*WRITTEN TASK*. Copy the entries verbatim, starting at the line containing "[locate] the road" and continuing through the last entry, with both ends included.

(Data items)
:::::
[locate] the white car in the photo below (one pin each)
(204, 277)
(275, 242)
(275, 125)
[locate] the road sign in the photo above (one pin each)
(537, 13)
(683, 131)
:::::
*OUTPUT FOR THIS TASK*.
[locate] the road sign in the photo above (one pin each)
(537, 13)
(683, 131)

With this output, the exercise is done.